- STATED GOAL 1
Starting at the line that has "For the record, the sidewalk" and continuing to the end of the records, rewrite those lines with "formal confirmation" changed to "official confirmation" and nothing else altered.

--- GIVEN PASSAGE ---

Fidel: A Critical Portrait

Home > Other > Fidel: A Critical Portrait > Page 7
Fidel: A Critical Portrait Page 7

by Tad Szulc


  Valdés's successor as interior minister, General José Abrahantes Fernández, directs the State Security Services (the political secret police), the elite Special Forces of State Security (a militarized shock force of some five thousand men with armor and aircraft), the National Police, the overseas intelligence services linked to State Security, and the tremendous network of neighborhood security watchers and informers of the Committees for the Defense of the Revolution (CDR). The Security Services have an impressive record in dealing with the regime's enemies everywhere, and they easily infiltrate Cuban exile communities in the United States, Canada, and Western Europe. However, Abrahantes, who was Valdés's deputy, has no political clout of his own—he used to be the man in charge of Castro's personal security—and most likely Raúl Castro now controls the police network along with the armed forces.

  As a revolutionary, Valdés had participated in every action from the Moncada attack in 1953 to the autumn 1958 invasion of the lowlands by rebel columns from the Sierra (he was Che Guevara's deputy in command of Column 8, which conquered the central provinces), and his influence with Castro was enormous. He was one of the most pro-Soviet figures in the top leadership, and his ties with Soviet and Eastern European intelligence services were most intimate, particularly after 1968 when Moscow imposed the primacy of the KGB (the Soviet secret service) in Cuba.

  The rest of the power structure includes Fidelista knights as well as men who joined the revolution at subsequent stages. Among the former are Pedro Miret Prieto, an engineering student who trained the Moncada plotters in the use of arms and was at Castro's side during the attack; he later served as a distinguished military commander both in the Sierra and at the Bay of Pigs. Miret, now the vice-president of the Council of Ministers in charge of industrial development and a member of the party's Political Bureau, is a pleasant and deceptively harmless-looking short man with a moustache. Once one of the toughest revolutionaries, Miret is a greatly trusted adviser in the Castro inner circle.

  Armando Hart and Comandante Almeida both belong to this enchanted circle, though they are not among the principal decision-makers. Jesús Montané Oropesa, an accountant who fought both at Moncada and in the Sierra, was removed from the Political Bureau at the 1986 Party Congress, but remains a Central Committee member and is still very close to Castro.

--- PROVIDED RECORDS ---

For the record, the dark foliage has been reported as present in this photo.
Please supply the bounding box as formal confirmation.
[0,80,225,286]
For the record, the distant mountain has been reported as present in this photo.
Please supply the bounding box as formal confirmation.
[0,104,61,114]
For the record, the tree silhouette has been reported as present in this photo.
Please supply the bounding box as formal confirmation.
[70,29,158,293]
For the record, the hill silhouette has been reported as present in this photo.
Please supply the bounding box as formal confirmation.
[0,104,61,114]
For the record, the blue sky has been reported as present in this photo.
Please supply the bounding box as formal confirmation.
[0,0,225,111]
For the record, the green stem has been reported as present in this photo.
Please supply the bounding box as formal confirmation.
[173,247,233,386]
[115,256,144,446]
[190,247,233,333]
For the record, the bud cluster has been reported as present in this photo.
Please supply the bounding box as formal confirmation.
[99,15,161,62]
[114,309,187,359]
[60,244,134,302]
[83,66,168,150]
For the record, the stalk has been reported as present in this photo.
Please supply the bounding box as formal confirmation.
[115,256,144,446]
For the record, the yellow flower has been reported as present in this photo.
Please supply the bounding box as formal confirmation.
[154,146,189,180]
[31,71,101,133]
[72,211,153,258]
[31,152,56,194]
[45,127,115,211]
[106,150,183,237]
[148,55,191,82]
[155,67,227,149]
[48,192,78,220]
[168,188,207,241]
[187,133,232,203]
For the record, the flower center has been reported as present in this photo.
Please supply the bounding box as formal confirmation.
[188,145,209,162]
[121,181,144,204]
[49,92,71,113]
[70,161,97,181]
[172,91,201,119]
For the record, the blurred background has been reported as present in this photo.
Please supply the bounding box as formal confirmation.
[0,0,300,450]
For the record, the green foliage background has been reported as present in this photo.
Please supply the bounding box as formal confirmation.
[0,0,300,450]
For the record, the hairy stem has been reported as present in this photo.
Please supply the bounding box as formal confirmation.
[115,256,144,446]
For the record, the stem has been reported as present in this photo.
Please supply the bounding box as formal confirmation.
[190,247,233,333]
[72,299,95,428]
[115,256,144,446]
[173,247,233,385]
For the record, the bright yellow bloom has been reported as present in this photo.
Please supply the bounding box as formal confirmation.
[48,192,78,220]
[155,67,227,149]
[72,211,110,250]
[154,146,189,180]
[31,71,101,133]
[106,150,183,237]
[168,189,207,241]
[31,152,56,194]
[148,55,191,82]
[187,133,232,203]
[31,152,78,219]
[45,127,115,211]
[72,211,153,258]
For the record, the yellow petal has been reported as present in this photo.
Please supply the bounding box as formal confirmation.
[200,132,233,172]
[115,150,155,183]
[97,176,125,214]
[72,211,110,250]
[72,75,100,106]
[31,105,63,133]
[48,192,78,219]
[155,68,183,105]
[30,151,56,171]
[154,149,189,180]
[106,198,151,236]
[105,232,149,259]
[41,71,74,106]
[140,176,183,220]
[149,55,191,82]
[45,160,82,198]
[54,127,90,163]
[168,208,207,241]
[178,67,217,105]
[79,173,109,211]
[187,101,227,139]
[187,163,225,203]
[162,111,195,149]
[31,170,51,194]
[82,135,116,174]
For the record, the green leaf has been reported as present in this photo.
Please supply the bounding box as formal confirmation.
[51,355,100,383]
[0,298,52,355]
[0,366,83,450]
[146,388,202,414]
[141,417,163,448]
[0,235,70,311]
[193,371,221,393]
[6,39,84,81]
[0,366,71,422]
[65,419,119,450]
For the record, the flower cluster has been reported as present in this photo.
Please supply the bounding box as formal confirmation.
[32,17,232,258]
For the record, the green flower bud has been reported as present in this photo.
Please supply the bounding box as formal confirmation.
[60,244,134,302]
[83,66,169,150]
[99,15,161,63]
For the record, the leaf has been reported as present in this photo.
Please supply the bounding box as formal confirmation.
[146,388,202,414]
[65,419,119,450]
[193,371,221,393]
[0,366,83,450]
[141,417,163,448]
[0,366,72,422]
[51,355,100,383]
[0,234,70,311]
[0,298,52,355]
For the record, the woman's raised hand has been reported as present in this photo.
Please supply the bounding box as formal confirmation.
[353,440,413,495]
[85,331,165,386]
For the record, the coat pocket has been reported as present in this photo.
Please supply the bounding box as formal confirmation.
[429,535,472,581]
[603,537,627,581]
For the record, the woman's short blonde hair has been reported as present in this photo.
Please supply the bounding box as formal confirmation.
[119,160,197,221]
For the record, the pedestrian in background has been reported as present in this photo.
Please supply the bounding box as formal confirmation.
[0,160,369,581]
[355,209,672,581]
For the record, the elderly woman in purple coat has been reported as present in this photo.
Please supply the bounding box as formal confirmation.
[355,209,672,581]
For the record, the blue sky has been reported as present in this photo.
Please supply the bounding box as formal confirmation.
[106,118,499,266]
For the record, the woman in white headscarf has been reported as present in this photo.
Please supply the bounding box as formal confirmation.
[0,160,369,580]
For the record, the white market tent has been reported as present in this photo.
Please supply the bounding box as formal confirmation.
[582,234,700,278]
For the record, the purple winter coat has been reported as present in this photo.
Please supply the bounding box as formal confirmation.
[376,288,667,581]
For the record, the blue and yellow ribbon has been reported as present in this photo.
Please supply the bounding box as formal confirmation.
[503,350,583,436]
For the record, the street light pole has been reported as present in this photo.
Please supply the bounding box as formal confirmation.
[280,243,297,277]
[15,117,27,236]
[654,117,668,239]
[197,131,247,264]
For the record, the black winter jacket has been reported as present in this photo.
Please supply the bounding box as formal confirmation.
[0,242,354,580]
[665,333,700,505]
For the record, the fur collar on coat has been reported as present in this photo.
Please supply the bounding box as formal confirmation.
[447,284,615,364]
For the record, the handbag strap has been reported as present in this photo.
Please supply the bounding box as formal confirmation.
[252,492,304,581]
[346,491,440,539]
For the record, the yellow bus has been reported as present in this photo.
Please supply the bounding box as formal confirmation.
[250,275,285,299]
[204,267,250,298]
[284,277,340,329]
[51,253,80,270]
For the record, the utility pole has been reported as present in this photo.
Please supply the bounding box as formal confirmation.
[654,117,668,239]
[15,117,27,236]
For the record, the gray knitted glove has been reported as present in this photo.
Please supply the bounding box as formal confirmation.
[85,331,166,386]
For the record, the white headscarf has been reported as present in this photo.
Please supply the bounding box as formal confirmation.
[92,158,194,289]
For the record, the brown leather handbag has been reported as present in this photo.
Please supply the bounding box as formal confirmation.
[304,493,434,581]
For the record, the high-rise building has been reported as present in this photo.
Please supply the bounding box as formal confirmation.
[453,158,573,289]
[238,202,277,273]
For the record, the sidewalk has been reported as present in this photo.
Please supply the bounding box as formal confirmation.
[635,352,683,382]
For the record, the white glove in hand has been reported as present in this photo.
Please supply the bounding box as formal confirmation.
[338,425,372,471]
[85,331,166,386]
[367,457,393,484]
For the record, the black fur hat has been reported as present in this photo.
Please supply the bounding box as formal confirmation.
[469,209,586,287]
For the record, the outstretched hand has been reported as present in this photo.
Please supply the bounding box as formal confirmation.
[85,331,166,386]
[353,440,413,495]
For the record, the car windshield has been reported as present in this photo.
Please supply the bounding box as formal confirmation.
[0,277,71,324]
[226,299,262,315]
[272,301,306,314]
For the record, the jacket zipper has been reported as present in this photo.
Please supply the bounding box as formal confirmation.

---

- STATED GOAL 2
In the passage on Castro's power structure, why does Raúl Castro most likely control the police network along with the armed forces?

- EXERCISE RESPONSE 1
For the record, the sidewalk has been reported as present in this photo.
Please supply the bounding box as official confirmation.
[635,352,683,382]
For the record, the white glove in hand has been reported as present in this photo.
Please supply the bounding box as official confirmation.
[338,425,372,471]
[85,331,166,386]
[367,457,393,484]
For the record, the black fur hat has been reported as present in this photo.
Please supply the bounding box as official confirmation.
[469,209,586,287]
For the record, the outstretched hand has been reported as present in this photo.
Please supply the bounding box as official confirmation.
[85,331,166,386]
[353,440,413,495]
For the record, the car windshield has been reported as present in this photo.
Please supply the bounding box as official confirmation.
[0,277,71,324]
[226,299,262,315]
[272,301,306,314]
For the record, the jacket zipper has been reported as present in this photo.
Please supply the bounding box as official confirmation.

- EXERCISE RESPONSE 2
General José Abrahantes Fernández, Valdés's successor as interior minister, has no political clout of his own. He was Valdés's deputy and had been the man in charge of Castro's personal security.